=== Begin Enclosure ===

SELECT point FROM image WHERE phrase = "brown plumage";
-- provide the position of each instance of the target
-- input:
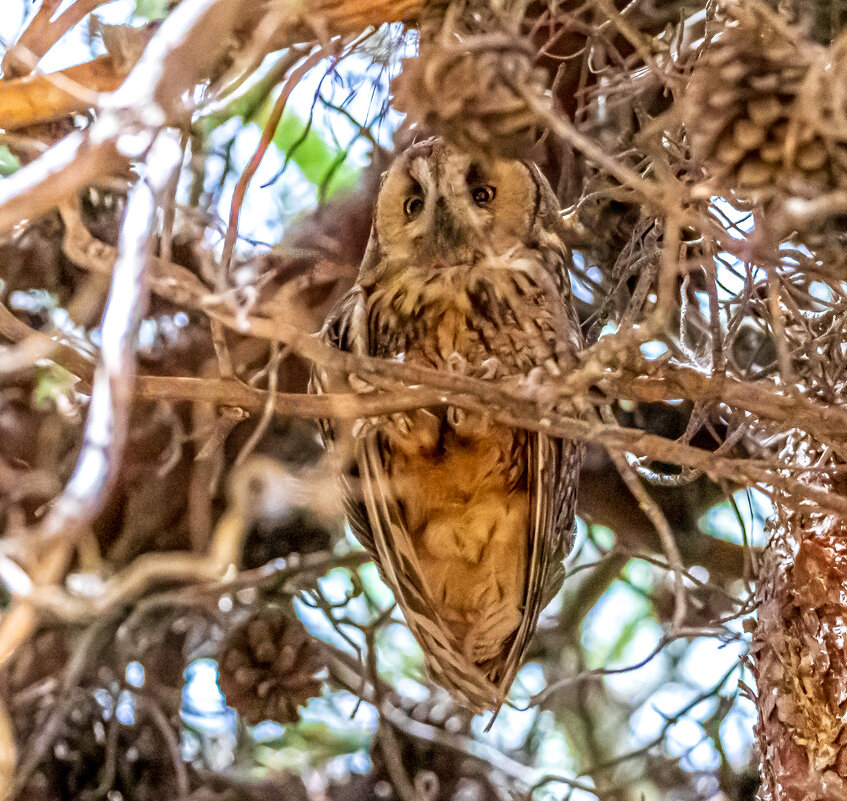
(468, 520)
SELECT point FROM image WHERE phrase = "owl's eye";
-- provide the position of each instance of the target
(482, 195)
(413, 206)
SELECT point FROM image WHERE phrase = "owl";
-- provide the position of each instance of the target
(467, 519)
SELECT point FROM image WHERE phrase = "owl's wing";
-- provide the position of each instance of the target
(552, 465)
(375, 519)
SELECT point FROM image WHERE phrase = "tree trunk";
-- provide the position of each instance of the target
(800, 660)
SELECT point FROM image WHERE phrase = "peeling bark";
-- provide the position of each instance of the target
(800, 660)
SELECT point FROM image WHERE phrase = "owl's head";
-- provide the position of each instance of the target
(441, 207)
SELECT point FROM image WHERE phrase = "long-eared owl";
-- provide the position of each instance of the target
(467, 519)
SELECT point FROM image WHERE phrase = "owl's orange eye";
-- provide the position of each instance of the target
(482, 195)
(413, 206)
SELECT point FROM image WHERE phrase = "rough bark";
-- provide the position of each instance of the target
(800, 661)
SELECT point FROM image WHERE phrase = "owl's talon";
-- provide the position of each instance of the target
(456, 416)
(490, 368)
(359, 385)
(457, 363)
(403, 423)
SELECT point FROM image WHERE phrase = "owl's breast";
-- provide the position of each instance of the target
(484, 315)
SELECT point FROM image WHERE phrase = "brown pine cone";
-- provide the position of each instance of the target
(760, 109)
(268, 667)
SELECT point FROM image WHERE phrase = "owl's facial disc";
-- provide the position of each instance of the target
(440, 207)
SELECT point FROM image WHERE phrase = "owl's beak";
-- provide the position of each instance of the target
(450, 239)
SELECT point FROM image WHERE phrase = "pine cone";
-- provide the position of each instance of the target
(760, 109)
(469, 93)
(268, 668)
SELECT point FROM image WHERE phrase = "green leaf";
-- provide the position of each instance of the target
(53, 382)
(8, 162)
(151, 9)
(321, 163)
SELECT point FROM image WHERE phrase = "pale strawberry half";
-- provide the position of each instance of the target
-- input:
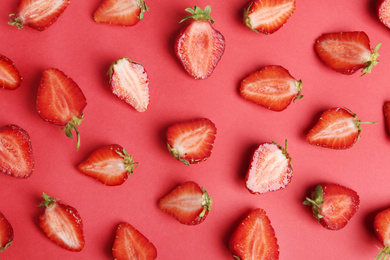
(268, 16)
(270, 169)
(191, 141)
(110, 164)
(272, 87)
(254, 238)
(347, 52)
(188, 203)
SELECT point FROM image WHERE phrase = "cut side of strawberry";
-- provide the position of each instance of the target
(272, 87)
(188, 203)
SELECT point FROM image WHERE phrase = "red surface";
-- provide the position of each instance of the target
(84, 51)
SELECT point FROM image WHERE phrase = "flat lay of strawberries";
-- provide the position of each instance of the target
(141, 129)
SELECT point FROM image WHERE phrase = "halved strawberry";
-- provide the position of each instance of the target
(347, 52)
(188, 203)
(333, 205)
(268, 16)
(272, 87)
(38, 14)
(62, 224)
(254, 238)
(16, 156)
(110, 165)
(60, 101)
(129, 81)
(270, 169)
(199, 46)
(9, 76)
(130, 244)
(337, 128)
(191, 141)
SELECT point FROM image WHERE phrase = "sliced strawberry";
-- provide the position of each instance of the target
(333, 205)
(188, 203)
(110, 165)
(199, 46)
(130, 244)
(60, 101)
(272, 87)
(16, 156)
(191, 141)
(337, 128)
(254, 238)
(9, 76)
(38, 14)
(62, 224)
(129, 81)
(270, 169)
(347, 52)
(268, 16)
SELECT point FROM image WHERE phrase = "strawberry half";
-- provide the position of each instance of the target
(110, 165)
(129, 81)
(191, 141)
(130, 244)
(38, 14)
(347, 52)
(333, 205)
(62, 224)
(16, 156)
(268, 16)
(60, 101)
(337, 128)
(272, 87)
(9, 76)
(254, 238)
(199, 46)
(188, 203)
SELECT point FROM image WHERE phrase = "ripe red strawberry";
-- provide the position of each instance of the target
(191, 141)
(60, 101)
(16, 156)
(38, 14)
(130, 244)
(337, 128)
(9, 76)
(347, 52)
(199, 46)
(129, 81)
(254, 238)
(188, 203)
(268, 16)
(272, 87)
(110, 165)
(62, 224)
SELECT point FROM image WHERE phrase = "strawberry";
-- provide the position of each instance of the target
(268, 16)
(121, 12)
(333, 205)
(191, 141)
(110, 165)
(130, 244)
(337, 128)
(62, 224)
(347, 52)
(199, 46)
(38, 14)
(16, 156)
(60, 101)
(270, 169)
(272, 87)
(188, 203)
(9, 76)
(129, 81)
(254, 238)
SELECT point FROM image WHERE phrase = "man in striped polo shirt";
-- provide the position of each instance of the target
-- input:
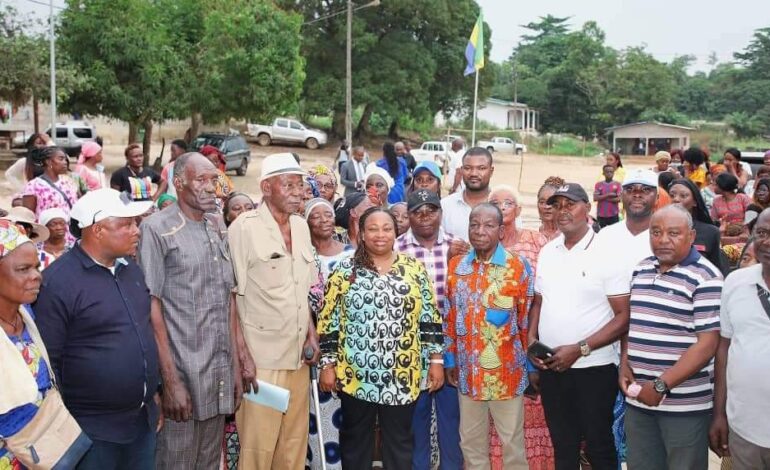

=== End Enclosure ===

If a line above includes the string "bark", pick it out.

SELECT point FROM image WHERE phrase = "peeling bark";
SELECT point FROM image WHERE phrase = "rough bark";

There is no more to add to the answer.